What the task requires →
Update the rows below so that each "csv_plain" becomes "csv_raw", keeping everything else the same. Leave the pictures out of your answer.

+===+

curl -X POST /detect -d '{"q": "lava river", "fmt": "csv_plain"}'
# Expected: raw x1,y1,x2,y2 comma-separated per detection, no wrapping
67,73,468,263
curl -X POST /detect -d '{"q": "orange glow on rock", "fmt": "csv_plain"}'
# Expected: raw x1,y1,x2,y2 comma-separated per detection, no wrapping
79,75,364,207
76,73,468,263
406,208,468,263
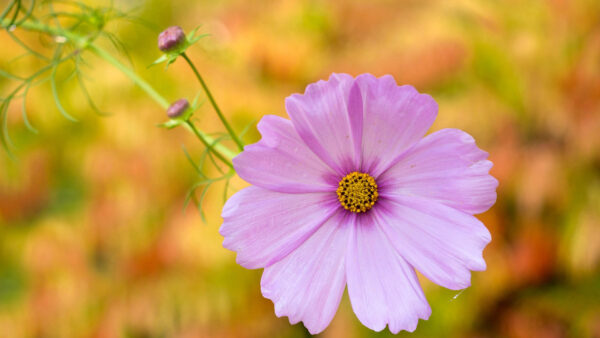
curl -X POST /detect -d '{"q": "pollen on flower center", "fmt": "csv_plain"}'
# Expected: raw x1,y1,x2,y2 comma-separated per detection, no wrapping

+===+

Result →
curl -X POST /detect -d '{"q": "lava river", "fmt": "csv_raw"}'
# Expected: raw x1,y1,x2,y2 comma-separated per detection, no wrapping
67,73,468,263
curl -X POST /detect -d '{"q": "orange glow on rock", "fmt": "csv_raw"}'
# Expected: raw x1,y1,x2,y2 comma-separated per detection, no wrapping
79,75,364,207
76,73,468,263
406,208,468,263
curl -X POST /detect -d '{"q": "pollen on flower center", "fmt": "csv_raw"}'
# Expected: raw x1,y1,x2,y2 comma-separated per detection, no wrapping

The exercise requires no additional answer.